- _SOURCE DATA_
========================================

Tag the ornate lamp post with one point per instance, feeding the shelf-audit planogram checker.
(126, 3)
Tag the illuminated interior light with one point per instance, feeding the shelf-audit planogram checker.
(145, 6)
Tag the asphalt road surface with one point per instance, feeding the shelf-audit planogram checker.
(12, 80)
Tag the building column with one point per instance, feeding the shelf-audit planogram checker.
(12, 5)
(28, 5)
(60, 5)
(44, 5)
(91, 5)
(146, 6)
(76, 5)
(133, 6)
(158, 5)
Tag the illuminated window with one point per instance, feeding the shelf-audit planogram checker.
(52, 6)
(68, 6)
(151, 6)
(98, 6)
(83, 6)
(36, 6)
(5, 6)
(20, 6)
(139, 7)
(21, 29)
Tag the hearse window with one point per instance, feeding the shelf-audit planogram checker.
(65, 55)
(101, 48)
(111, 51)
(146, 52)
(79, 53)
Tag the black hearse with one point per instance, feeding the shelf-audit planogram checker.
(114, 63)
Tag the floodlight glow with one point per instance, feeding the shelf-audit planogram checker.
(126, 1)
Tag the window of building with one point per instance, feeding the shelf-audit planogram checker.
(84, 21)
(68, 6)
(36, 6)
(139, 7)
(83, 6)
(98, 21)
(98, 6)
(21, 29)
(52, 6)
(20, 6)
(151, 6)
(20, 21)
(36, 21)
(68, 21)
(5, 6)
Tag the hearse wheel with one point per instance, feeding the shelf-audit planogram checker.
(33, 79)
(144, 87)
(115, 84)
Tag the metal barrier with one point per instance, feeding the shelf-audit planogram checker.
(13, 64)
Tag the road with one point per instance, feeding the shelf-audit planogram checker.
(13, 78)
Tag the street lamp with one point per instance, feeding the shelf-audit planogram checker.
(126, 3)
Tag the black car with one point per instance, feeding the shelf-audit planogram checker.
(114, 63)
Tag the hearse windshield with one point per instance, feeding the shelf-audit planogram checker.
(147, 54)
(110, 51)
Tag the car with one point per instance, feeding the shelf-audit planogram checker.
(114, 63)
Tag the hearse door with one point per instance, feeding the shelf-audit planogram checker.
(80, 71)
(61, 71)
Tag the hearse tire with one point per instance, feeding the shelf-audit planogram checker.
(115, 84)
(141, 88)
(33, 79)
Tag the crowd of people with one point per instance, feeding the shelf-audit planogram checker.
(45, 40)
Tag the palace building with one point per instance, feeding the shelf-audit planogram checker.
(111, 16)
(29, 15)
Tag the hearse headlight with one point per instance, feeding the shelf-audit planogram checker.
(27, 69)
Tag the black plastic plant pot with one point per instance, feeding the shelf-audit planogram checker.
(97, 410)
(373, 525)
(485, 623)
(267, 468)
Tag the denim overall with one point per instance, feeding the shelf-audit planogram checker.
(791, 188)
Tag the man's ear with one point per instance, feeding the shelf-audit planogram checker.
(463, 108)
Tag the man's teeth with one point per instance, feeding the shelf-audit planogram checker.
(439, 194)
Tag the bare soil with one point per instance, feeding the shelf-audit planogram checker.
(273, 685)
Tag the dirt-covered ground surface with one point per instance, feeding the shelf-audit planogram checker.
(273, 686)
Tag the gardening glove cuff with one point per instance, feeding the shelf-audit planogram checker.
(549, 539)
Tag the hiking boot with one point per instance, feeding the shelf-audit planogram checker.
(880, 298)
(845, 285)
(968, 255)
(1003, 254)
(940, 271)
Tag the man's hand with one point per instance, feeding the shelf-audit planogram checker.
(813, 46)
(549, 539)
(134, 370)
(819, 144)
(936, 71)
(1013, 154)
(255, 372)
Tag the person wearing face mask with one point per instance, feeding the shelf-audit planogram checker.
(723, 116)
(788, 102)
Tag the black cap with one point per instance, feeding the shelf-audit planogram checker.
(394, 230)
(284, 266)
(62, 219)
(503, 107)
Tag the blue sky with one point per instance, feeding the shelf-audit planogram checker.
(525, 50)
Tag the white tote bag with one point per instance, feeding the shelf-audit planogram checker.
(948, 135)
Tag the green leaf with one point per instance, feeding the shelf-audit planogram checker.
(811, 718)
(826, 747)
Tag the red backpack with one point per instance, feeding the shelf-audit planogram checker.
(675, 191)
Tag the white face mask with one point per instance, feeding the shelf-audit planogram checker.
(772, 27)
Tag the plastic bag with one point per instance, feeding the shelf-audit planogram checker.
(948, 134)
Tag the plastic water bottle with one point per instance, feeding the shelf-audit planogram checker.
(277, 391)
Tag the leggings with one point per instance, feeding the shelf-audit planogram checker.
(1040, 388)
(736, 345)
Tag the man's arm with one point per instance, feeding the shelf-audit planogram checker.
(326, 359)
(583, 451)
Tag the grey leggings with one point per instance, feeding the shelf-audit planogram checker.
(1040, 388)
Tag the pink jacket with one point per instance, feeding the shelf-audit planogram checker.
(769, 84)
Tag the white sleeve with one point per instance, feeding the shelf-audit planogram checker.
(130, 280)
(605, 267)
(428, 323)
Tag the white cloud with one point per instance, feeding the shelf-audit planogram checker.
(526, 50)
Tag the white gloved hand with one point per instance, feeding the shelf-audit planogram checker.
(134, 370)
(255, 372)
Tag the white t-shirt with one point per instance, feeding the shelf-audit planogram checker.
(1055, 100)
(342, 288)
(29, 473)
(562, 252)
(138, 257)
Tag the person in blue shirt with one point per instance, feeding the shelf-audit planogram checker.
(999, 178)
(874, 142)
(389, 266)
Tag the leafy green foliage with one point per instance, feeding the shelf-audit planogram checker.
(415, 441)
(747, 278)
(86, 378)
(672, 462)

========================================

- _EXERCISE_
When you write the entries out again, keep every word and mark exactly as it is.

- _SOLVED PROBLEM_
Tag the ornate lamp post with one point per instance, feeding the shelf-audit planogram checker.
(126, 3)
Tag the illuminated interior light with one point per instance, feeding the shelf-audit planogram checker.
(145, 6)
Tag the asphalt road surface with one point per instance, feeding the shelf-audit planogram checker.
(12, 80)
Tag the building column with one point per instance, feeding the shelf-audit planogram checker.
(12, 5)
(28, 5)
(60, 5)
(44, 5)
(91, 5)
(146, 6)
(76, 5)
(133, 6)
(158, 5)
Tag the illuminated window with one point per instance, feeding the shelf-audit planogram checker.
(52, 6)
(68, 6)
(151, 6)
(98, 6)
(83, 6)
(36, 6)
(5, 6)
(20, 6)
(139, 7)
(21, 29)
Tag the hearse window with one point per instance, feeding the shelf-audit planogram checker.
(65, 55)
(101, 48)
(111, 51)
(146, 52)
(79, 53)
Tag the black hearse with one point per instance, feeding the shelf-audit planogram checker.
(114, 63)
Tag the floodlight glow with one point per instance, feeding the shelf-audit planogram checker.
(126, 1)
Tag the window of building with one point per instance, feeding the shelf-audit planogram checker.
(84, 21)
(68, 6)
(36, 6)
(139, 7)
(83, 6)
(98, 21)
(98, 6)
(21, 29)
(52, 6)
(20, 6)
(151, 6)
(20, 21)
(36, 21)
(68, 21)
(5, 6)
Tag the hearse wheel with one point per instance, feeding the shelf-audit planogram checker.
(33, 79)
(144, 87)
(115, 84)
Tag the metal barrier with one point per instance, feeding the shelf-audit planogram checker.
(13, 64)
Tag the road with one point per instance, feeding the shelf-audit planogram checker.
(13, 78)
Tag the street lamp with one point per instance, feeding the shelf-audit planogram checker.
(126, 3)
Tag the black car with one point per instance, feeding the shelf-audit planogram checker.
(114, 63)
Tag the hearse windshield with one point per instance, feeding the shelf-audit planogram checker.
(147, 54)
(110, 51)
Tag the car with one point per instance, feeding the shelf-audit planogram checker.
(114, 63)
Tag the hearse door with one point per instance, feeding the shelf-audit planogram checker.
(80, 71)
(61, 71)
Tag the hearse tire with one point per instance, feeding the shelf-audit planogram checker.
(115, 84)
(141, 88)
(33, 79)
Tag the crowd of people with one point per instance, feeding the shelf-audit planogram checker.
(45, 40)
Tag the palace building with one point per instance, feeding the shelf-audit planogram checker.
(111, 16)
(29, 15)
Tag the hearse headlight with one point per instance, feeding the shelf-audit planogram checker.
(27, 69)
Tag the black plastic plant pot with one point per instance, feeding the shelf-audit planogram checker.
(97, 410)
(373, 525)
(485, 623)
(267, 468)
Tag the denim overall with one point per instance, feeding the shelf-audit planogram checker.
(791, 188)
Tag the man's ear with one point per instance, feeding the shelf-audit planogram checker.
(463, 108)
Tag the man's teeth with one point per instance, feeding the shelf-audit planogram checker.
(439, 194)
Tag the bare soil with one point per instance, feeding the shelf-audit planogram checker.
(273, 685)
Tag the dirt-covered ground surface with one point per instance, feeding the shelf-audit planogram checker.
(273, 686)
Tag the gardening glove cuff with one point per instance, feeding the shelf-audit planogram checker.
(549, 539)
Tag the hiking boot with one point per instance, feeding the shelf-audit planogram checker.
(880, 298)
(845, 285)
(968, 255)
(1003, 254)
(940, 271)
Tag the man's hand with one point per instance, feeding the shelf-audit planogram checker.
(813, 46)
(549, 539)
(134, 370)
(819, 144)
(936, 71)
(1013, 154)
(255, 372)
Tag the person wearing face mask with one point per instance, feeding the shelf-audit planogram checker.
(723, 116)
(788, 102)
Tag the black cap with one point per instance, feeding the shelf-audit planogram checker.
(394, 230)
(284, 266)
(62, 219)
(503, 107)
Tag the blue sky with one point per instance, feeding the shelf-audit planogram checker.
(525, 50)
Tag the white tote bag with one point per instance, feeding the shelf-audit planogram checker.
(948, 135)
Tag the green leaf with one point per instance, feeding the shelf-audit planogram checker.
(811, 718)
(826, 747)
Tag the red backpack with one point per instance, feeding the shelf-audit planogram checker.
(675, 191)
Tag the white face mask with one point per instance, feeding the shelf-audit planogram checker.
(772, 27)
Tag the plastic bag with one point per instance, feeding the shelf-audit planogram checker.
(948, 134)
Tag the plastic water bottle with one point per instance, feeding the shelf-audit planogram checker.
(277, 391)
Tag the leggings with one point per instance, feeding the shelf-audit planogram checker.
(1040, 388)
(736, 345)
Tag the man's arm with one point per instance, feeding the shelf-audit planogram checker.
(326, 359)
(583, 451)
Tag the grey leggings with one point per instance, feeding the shelf-audit planogram checker.
(1040, 388)
Tag the pink jacket with one point per instance, feeding the shelf-audit planogram checker.
(769, 84)
Tag the white sleeve with one point per instance, feeding the shelf-audit planogram checker.
(130, 280)
(605, 267)
(428, 323)
Tag the white cloud with one point per instance, feeding the shelf-audit planogram checker.
(526, 50)
Tag the white gloved hand with one point per instance, feeding the shelf-audit planogram checker.
(134, 370)
(255, 372)
Tag the white t-shirt with one point per instance, feeding the shelf-audit planogram checker.
(1055, 100)
(342, 288)
(29, 473)
(562, 252)
(138, 257)
Tag the person in blue shirt with one point per instance, feeding the shelf-audit planogram checker.
(999, 178)
(874, 142)
(389, 266)
Tag the leafy green foliage with one point per instance, feeding the shelf-audit planogram checker.
(415, 441)
(747, 278)
(86, 378)
(672, 462)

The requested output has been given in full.